**Exercise instructions**
Which lines in the items below contain the word "penguin"? Find and copy every one of them, matching uppercase and lowercase letters.
## begin Supplied data
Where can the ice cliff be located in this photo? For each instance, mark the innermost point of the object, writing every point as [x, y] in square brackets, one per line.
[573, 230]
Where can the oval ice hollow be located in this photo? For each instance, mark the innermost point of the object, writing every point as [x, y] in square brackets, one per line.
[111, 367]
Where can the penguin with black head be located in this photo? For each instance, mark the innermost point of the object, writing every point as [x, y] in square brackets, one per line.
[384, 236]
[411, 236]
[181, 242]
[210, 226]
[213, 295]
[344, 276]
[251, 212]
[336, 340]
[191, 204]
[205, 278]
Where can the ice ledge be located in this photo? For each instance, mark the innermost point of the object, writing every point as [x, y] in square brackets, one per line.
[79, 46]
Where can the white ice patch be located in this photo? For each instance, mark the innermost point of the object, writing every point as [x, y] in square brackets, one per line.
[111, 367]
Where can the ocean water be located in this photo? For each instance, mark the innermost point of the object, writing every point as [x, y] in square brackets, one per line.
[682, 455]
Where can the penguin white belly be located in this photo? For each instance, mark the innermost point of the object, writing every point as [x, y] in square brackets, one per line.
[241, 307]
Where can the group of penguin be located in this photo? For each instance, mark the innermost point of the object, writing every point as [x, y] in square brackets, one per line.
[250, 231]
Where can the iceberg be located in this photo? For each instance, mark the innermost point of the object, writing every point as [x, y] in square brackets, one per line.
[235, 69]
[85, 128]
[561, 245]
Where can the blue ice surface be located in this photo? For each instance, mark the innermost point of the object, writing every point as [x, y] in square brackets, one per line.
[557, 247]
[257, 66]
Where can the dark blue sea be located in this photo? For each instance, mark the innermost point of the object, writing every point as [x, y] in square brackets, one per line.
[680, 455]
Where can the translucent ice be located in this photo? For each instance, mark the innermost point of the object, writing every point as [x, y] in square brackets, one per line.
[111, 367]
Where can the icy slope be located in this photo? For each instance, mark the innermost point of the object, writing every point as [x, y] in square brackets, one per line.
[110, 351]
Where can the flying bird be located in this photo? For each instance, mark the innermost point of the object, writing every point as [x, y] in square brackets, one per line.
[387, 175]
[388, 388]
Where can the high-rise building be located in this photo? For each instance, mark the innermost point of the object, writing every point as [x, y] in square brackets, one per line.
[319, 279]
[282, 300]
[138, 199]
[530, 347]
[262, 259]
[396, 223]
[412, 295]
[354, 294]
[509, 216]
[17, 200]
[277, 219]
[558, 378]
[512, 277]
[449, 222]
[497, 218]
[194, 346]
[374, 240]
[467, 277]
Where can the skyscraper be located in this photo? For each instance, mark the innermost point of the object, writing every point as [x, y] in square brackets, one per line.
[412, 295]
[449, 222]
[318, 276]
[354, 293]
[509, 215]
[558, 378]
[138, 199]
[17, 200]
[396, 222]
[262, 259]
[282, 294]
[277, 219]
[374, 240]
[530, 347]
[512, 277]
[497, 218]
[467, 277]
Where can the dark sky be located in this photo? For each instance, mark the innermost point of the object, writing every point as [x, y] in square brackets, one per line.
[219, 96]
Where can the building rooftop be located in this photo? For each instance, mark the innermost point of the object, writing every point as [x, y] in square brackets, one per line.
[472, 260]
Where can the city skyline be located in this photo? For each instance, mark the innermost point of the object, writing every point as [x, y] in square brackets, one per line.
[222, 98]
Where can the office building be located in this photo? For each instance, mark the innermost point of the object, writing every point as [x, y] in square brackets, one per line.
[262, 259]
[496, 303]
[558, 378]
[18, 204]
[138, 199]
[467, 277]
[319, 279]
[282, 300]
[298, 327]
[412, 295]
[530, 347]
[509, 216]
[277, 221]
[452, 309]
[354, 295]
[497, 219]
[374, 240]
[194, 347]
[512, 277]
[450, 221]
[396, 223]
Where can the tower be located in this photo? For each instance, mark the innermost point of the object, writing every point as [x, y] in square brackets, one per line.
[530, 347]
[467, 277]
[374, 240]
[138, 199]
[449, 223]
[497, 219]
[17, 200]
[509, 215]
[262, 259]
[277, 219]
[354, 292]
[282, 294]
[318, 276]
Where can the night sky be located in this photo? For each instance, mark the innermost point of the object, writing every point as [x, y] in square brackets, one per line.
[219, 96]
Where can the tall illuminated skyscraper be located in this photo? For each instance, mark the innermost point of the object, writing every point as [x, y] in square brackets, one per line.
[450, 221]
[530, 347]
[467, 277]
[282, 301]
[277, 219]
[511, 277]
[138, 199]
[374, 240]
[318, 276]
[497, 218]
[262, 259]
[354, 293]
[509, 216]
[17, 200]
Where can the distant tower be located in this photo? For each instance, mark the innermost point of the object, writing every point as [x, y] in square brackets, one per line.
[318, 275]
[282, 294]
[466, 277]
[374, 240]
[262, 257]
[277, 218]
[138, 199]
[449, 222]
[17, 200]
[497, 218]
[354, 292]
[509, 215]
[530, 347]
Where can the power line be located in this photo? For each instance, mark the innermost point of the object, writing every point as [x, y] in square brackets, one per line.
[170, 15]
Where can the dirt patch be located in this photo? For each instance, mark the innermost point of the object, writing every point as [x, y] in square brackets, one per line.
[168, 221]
## end Supplied data
## begin Supplied data
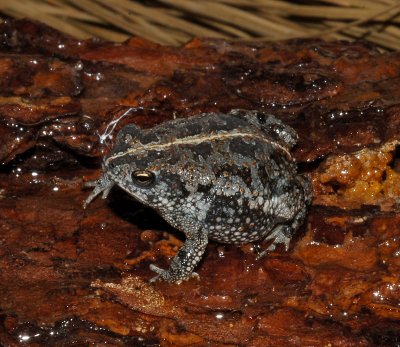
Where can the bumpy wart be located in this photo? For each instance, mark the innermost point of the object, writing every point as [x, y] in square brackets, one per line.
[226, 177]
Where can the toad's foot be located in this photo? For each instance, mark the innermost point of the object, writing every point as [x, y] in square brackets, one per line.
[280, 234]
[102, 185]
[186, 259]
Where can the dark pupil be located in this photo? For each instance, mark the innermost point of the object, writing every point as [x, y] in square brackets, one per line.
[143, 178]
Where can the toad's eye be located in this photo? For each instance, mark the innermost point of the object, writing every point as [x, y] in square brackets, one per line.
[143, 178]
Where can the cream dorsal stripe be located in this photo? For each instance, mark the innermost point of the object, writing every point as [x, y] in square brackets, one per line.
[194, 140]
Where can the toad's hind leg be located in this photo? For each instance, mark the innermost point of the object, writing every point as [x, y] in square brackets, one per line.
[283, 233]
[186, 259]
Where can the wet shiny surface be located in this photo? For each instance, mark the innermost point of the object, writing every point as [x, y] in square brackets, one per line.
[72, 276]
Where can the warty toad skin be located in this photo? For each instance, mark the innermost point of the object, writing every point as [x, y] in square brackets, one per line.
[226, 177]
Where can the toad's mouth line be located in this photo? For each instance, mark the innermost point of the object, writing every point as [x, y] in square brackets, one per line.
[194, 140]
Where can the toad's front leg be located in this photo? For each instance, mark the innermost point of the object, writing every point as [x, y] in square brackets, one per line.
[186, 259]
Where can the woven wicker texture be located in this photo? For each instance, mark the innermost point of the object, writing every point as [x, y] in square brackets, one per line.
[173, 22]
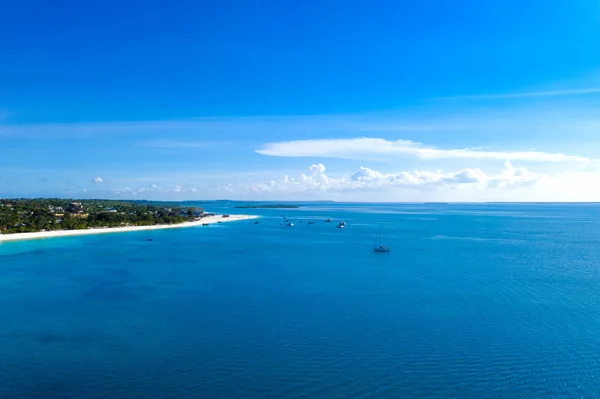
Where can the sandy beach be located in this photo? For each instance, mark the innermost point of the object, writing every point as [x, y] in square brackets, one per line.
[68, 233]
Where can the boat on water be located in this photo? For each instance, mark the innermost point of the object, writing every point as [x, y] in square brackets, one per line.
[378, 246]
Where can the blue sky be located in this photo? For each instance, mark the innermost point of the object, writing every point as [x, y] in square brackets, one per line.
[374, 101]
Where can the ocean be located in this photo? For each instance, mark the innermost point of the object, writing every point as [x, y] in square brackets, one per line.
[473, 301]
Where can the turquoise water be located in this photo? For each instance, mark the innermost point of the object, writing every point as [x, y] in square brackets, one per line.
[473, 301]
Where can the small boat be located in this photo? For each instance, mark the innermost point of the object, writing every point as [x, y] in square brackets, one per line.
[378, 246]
## end Supplied data
**Task answer**
Where can the penguin with black head be located in this photo? For each instance, mark the innermost point of the object, writing every point as [x, y] in square brackets, one per line.
Where can the penguin white belly be located in this photo? For each instance, mark the innermost point of the object, writing every point as [x, y] in square brackets, one per line.
Where can the group of penguin be located in this photo? For each instance, mark the innermost point of the object, writing every point as [x, y] in square brackets, one per line.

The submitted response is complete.